■ Extract to read:

+===+

Monastery of Christ Pantocrator
Due to this trend, the Komnenos designed a church with an underground cemetery where the dynasty members would be buried. In this place called Monastery of Christ Pantokrator, dozens of religious officials would serve. There would be 80 monks, 45 ministers and a hospital within the foundation.
Church of the Monastery of Christ Pantocrator consists of three separate buildings adjacent to each other. The structures were built at different times and are not symmetrical. However, the Church of the Monastery, which was a combination of three churches, is still impressive.
The First Church on the Southern Side
The first church, the construction of which began in 1118, was dedicated to Jesus Christ. This church, which was started by Eirene, the wife of Emperor Alexios I Komnenos, was completed by his son John II after the death of the empress. There was a dome of 7 meters in diameter on the square planned building.
In the inscriptions of travelers in the Ottoman period, four red columns surrounding the dome were mentioned. However, since the columns of the building damaged after the earthquake in 1766 were renewed, the old columns were replaced by new columns in the baroque order.
Another striking feature of the church on the south side was its magnificent stained glass. At a time when the art of stained glass in Europe was still in its infancy, scrumptious stained-glass windows adorned this church in Istanbul. The fact that blue was a rather difficult color to obtain in Europe at that time caused the Europeans to call the color in the Byzantine stained glass “Greek Blue”.
The Second Church on the Northern Side
The first church we mentioned in the upper lines was dedicated to the Christ Pantocrator (The Almighty). The second church, built by John II Komnenos, was dedicated to the Virgin Mary.

+===+

■ Work to be completed: List every individual person named in the text about the Monastery of Christ Pantocrator, leaving out religious figures.

Collected data entries:
+===+

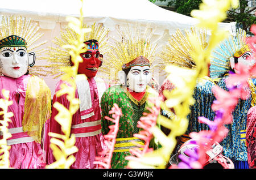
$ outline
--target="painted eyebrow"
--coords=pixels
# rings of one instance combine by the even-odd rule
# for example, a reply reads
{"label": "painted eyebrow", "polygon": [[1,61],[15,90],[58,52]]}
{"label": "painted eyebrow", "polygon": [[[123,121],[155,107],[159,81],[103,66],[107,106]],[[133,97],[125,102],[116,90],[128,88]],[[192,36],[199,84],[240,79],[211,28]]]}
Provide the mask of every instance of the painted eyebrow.
{"label": "painted eyebrow", "polygon": [[3,52],[5,50],[10,50],[11,52],[12,52],[13,53],[14,52],[13,50],[11,50],[11,49],[5,49],[4,50],[3,50],[2,52]]}
{"label": "painted eyebrow", "polygon": [[133,70],[137,70],[137,71],[139,71],[139,72],[141,71],[141,70],[138,70],[138,69],[137,69],[137,68],[134,68],[133,70],[131,70],[131,71],[133,71]]}
{"label": "painted eyebrow", "polygon": [[23,49],[18,49],[16,52],[18,52],[20,50],[25,50]]}
{"label": "painted eyebrow", "polygon": [[245,56],[245,55],[250,55],[249,53],[245,53],[245,54],[243,55],[243,56]]}

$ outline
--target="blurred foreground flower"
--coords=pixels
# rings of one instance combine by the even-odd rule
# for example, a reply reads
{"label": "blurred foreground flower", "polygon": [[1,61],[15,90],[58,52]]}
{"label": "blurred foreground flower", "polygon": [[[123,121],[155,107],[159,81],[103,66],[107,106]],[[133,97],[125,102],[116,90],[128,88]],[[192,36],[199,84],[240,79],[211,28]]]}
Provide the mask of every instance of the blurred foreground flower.
{"label": "blurred foreground flower", "polygon": [[106,144],[106,148],[100,153],[100,155],[103,155],[104,157],[96,157],[96,161],[94,164],[98,164],[100,169],[111,168],[111,160],[115,144],[117,132],[119,129],[119,119],[122,115],[122,110],[115,103],[109,113],[112,114],[113,119],[108,116],[105,116],[105,118],[106,119],[113,122],[114,125],[109,126],[110,131],[108,134],[104,136],[105,138],[104,143]]}

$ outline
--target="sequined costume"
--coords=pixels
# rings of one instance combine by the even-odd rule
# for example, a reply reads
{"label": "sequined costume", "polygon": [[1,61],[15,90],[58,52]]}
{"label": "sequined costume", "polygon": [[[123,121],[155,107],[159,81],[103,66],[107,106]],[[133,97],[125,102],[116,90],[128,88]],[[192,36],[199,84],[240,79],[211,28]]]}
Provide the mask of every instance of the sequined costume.
{"label": "sequined costume", "polygon": [[[137,127],[137,122],[143,112],[148,113],[146,108],[152,106],[146,101],[146,98],[156,97],[158,93],[151,88],[147,87],[144,96],[140,101],[142,104],[139,105],[137,101],[132,100],[131,95],[129,93],[122,85],[112,86],[104,92],[101,102],[102,109],[101,126],[103,134],[107,134],[109,131],[109,126],[113,125],[112,122],[106,119],[104,117],[109,116],[109,111],[111,110],[114,103],[118,105],[123,114],[119,119],[117,140],[119,138],[129,139],[133,137],[134,134],[138,133],[139,130]],[[131,148],[132,147],[115,147],[111,162],[112,168],[125,168],[128,161],[125,158],[131,155],[129,149]]]}
{"label": "sequined costume", "polygon": [[[13,113],[8,127],[12,136],[7,140],[7,144],[11,147],[10,166],[16,169],[44,168],[46,161],[41,143],[44,123],[51,117],[51,91],[44,80],[35,75],[40,72],[34,73],[37,72],[33,69],[35,54],[31,52],[32,44],[36,47],[34,44],[36,39],[31,37],[39,38],[43,35],[38,33],[37,24],[30,19],[21,16],[3,16],[2,18],[0,37],[3,38],[0,43],[2,73],[0,76],[0,98],[4,98],[2,89],[5,89],[9,91],[9,101],[13,101],[8,108],[8,112]],[[22,29],[27,31],[27,35],[23,33]],[[28,59],[31,54],[33,62],[30,63]],[[9,58],[11,67],[15,67],[5,70],[6,66],[3,65],[3,58]],[[24,72],[19,71],[23,68]],[[13,74],[9,75],[7,70]],[[2,132],[0,131],[0,136]]]}
{"label": "sequined costume", "polygon": [[[56,85],[55,91],[61,89],[60,85],[66,83],[60,80]],[[76,98],[81,100],[80,108],[73,115],[71,132],[76,136],[75,145],[79,151],[73,154],[76,161],[71,168],[92,169],[96,168],[93,164],[96,156],[100,156],[105,144],[101,134],[101,108],[99,102],[106,85],[100,78],[92,78],[86,80],[76,82]],[[56,97],[53,96],[52,103],[59,102],[67,108],[69,106],[69,101],[67,99],[67,94]],[[47,121],[46,126],[46,132],[61,134],[60,125],[54,119],[58,111],[52,108],[51,121]],[[55,161],[52,151],[49,149],[49,137],[46,142],[47,158],[48,164]]]}
{"label": "sequined costume", "polygon": [[[192,36],[195,36],[199,41],[201,45],[200,48],[204,49],[207,47],[207,34],[205,31],[192,28],[186,30],[184,33],[180,29],[177,29],[175,33],[170,38],[168,43],[163,46],[160,53],[160,57],[162,59],[162,63],[159,65],[160,69],[163,69],[168,64],[175,65],[189,69],[195,69],[196,67],[195,61],[191,54],[195,49],[188,40],[189,37]],[[212,91],[212,88],[215,85],[213,80],[208,76],[198,78],[193,95],[195,104],[189,107],[191,112],[187,115],[188,128],[184,135],[179,137],[180,144],[179,147],[190,139],[189,133],[209,130],[208,126],[199,122],[198,118],[204,117],[210,121],[213,121],[215,113],[212,110],[211,105],[215,97]],[[164,90],[171,91],[174,88],[175,88],[174,84],[166,78],[161,86],[161,93],[163,94]],[[164,115],[166,112],[163,110],[162,114]]]}
{"label": "sequined costume", "polygon": [[[27,91],[28,86],[36,87],[37,85],[35,82],[31,84],[30,81],[31,78],[35,79],[42,88],[42,91],[36,94],[36,100],[29,96],[31,92]],[[43,80],[30,75],[23,75],[16,79],[0,76],[0,89],[3,88],[10,91],[9,100],[13,102],[9,108],[10,112],[14,113],[14,116],[11,117],[12,122],[9,126],[12,137],[7,140],[7,145],[11,145],[9,150],[10,167],[16,169],[44,168],[46,162],[43,160],[44,154],[40,142],[35,141],[35,139],[28,134],[27,131],[23,130],[24,122],[28,122],[30,118],[41,118],[40,120],[43,121],[41,126],[49,118],[51,103],[49,89]],[[3,98],[2,93],[0,98]],[[31,103],[33,101],[35,102]],[[43,104],[43,107],[42,105]],[[40,126],[39,124],[30,124],[30,126],[35,125]],[[42,130],[42,127],[40,128]]]}
{"label": "sequined costume", "polygon": [[[235,71],[231,66],[232,58],[238,58],[249,49],[246,45],[245,39],[245,32],[239,29],[234,37],[230,36],[212,52],[210,66],[210,77],[216,79],[218,82],[217,85],[226,91],[228,91],[225,81],[228,78],[229,72],[230,71]],[[243,49],[245,49],[245,52]],[[236,61],[237,62],[235,63],[238,63],[238,60]],[[250,81],[251,82],[249,79],[248,82]],[[253,83],[250,84],[253,85]],[[247,113],[251,107],[251,94],[246,100],[239,100],[232,114],[232,123],[225,125],[229,130],[229,133],[220,143],[223,146],[223,154],[233,161],[235,169],[248,168],[245,138]]]}
{"label": "sequined costume", "polygon": [[[105,117],[109,116],[109,112],[114,103],[122,113],[111,161],[112,168],[126,167],[128,161],[125,157],[131,155],[129,150],[136,147],[132,141],[144,145],[143,140],[133,135],[140,130],[137,122],[143,115],[143,113],[147,110],[147,107],[154,105],[147,98],[158,96],[158,93],[150,87],[157,89],[155,83],[150,83],[152,81],[151,65],[154,60],[156,45],[150,43],[151,36],[147,35],[147,30],[145,29],[143,36],[138,29],[134,31],[137,33],[135,35],[131,29],[120,30],[122,40],[112,45],[112,50],[108,57],[108,64],[105,67],[113,70],[110,71],[110,82],[118,80],[119,84],[109,88],[101,98],[101,125],[104,135],[109,132],[109,126],[113,125]],[[154,146],[154,139],[151,144],[150,147],[157,148],[156,144]]]}
{"label": "sequined costume", "polygon": [[251,169],[256,169],[256,106],[250,108],[247,117],[246,144],[248,164]]}
{"label": "sequined costume", "polygon": [[[91,31],[84,34],[85,48],[84,52],[80,54],[82,62],[79,63],[78,75],[76,79],[76,79],[75,98],[79,99],[80,103],[79,109],[72,116],[71,129],[71,133],[75,135],[75,145],[78,148],[78,151],[73,154],[76,161],[70,166],[73,169],[97,168],[98,166],[93,163],[95,157],[101,156],[100,152],[105,148],[104,139],[101,133],[100,103],[107,85],[103,79],[97,76],[96,74],[102,67],[103,54],[106,53],[104,50],[104,45],[106,44],[109,30],[101,24],[96,25],[95,23],[90,26],[86,24],[83,25],[84,28],[90,28]],[[64,72],[59,70],[60,67],[72,65],[72,59],[70,59],[68,51],[63,49],[61,46],[69,44],[71,41],[76,40],[77,37],[75,32],[67,27],[65,32],[61,33],[61,38],[56,38],[54,42],[56,47],[51,49],[49,58],[51,62],[52,76],[57,77],[63,74]],[[101,51],[104,52],[103,54],[100,54]],[[86,76],[87,79],[81,78],[83,76]],[[63,83],[69,85],[62,80],[57,83],[52,104],[59,102],[68,108],[69,102],[67,94],[60,97],[56,95]],[[60,125],[55,119],[58,111],[54,107],[52,107],[52,117],[47,123],[46,131],[61,134]],[[45,144],[47,160],[47,164],[49,164],[55,161],[55,157],[49,147],[51,137],[46,136]]]}
{"label": "sequined costume", "polygon": [[[220,79],[217,85],[224,90],[228,91],[226,85],[225,76]],[[246,129],[247,113],[251,106],[251,96],[246,100],[239,100],[233,112],[233,122],[225,125],[229,130],[228,135],[221,142],[223,146],[223,154],[235,162],[236,161],[247,161],[247,148],[243,136]],[[234,163],[236,165],[236,164]]]}

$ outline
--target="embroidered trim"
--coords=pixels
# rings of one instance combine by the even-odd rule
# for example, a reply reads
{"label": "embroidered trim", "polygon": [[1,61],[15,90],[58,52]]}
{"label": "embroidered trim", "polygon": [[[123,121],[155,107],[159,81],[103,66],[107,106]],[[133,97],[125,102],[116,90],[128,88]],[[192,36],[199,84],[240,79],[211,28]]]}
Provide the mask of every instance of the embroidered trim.
{"label": "embroidered trim", "polygon": [[141,98],[141,100],[139,101],[138,101],[137,99],[135,99],[134,97],[133,97],[133,96],[131,96],[131,95],[127,91],[126,88],[123,87],[123,89],[125,91],[125,92],[127,96],[128,96],[128,97],[131,100],[131,101],[134,102],[138,106],[141,106],[141,105],[143,105],[147,101],[147,98],[148,94],[147,92],[147,89],[148,89],[147,85],[147,87],[146,88],[145,94],[144,95],[143,97]]}

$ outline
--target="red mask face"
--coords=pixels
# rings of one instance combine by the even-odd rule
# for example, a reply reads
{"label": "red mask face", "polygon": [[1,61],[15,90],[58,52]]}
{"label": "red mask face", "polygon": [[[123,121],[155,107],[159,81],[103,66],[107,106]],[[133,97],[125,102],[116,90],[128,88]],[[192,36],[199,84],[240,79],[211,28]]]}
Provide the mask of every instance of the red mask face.
{"label": "red mask face", "polygon": [[79,74],[84,74],[88,78],[93,78],[96,75],[98,67],[101,66],[100,61],[102,55],[98,50],[98,42],[95,40],[91,40],[84,42],[87,46],[87,51],[81,53],[83,62],[79,63]]}

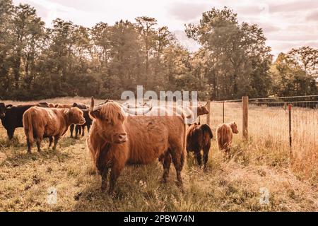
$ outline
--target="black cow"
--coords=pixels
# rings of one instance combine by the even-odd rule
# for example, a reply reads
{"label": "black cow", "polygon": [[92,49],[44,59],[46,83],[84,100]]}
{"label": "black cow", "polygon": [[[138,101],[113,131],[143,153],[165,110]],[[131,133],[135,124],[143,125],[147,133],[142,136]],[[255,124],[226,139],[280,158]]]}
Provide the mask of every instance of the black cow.
{"label": "black cow", "polygon": [[0,119],[10,140],[13,138],[16,128],[23,127],[22,124],[23,113],[33,106],[47,107],[44,103],[13,106],[5,105],[4,102],[0,102]]}
{"label": "black cow", "polygon": [[73,103],[73,107],[78,107],[82,110],[83,114],[83,116],[85,118],[85,124],[83,125],[76,125],[74,124],[71,125],[70,131],[71,131],[71,137],[73,137],[73,131],[74,131],[75,127],[75,138],[77,138],[78,135],[82,135],[83,136],[85,135],[85,126],[87,126],[88,132],[90,131],[90,126],[92,125],[93,120],[90,119],[88,114],[88,107],[83,104],[78,104]]}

+===+

■ Task solution: Eirene, Alexios I Komnenos, John II Komnenos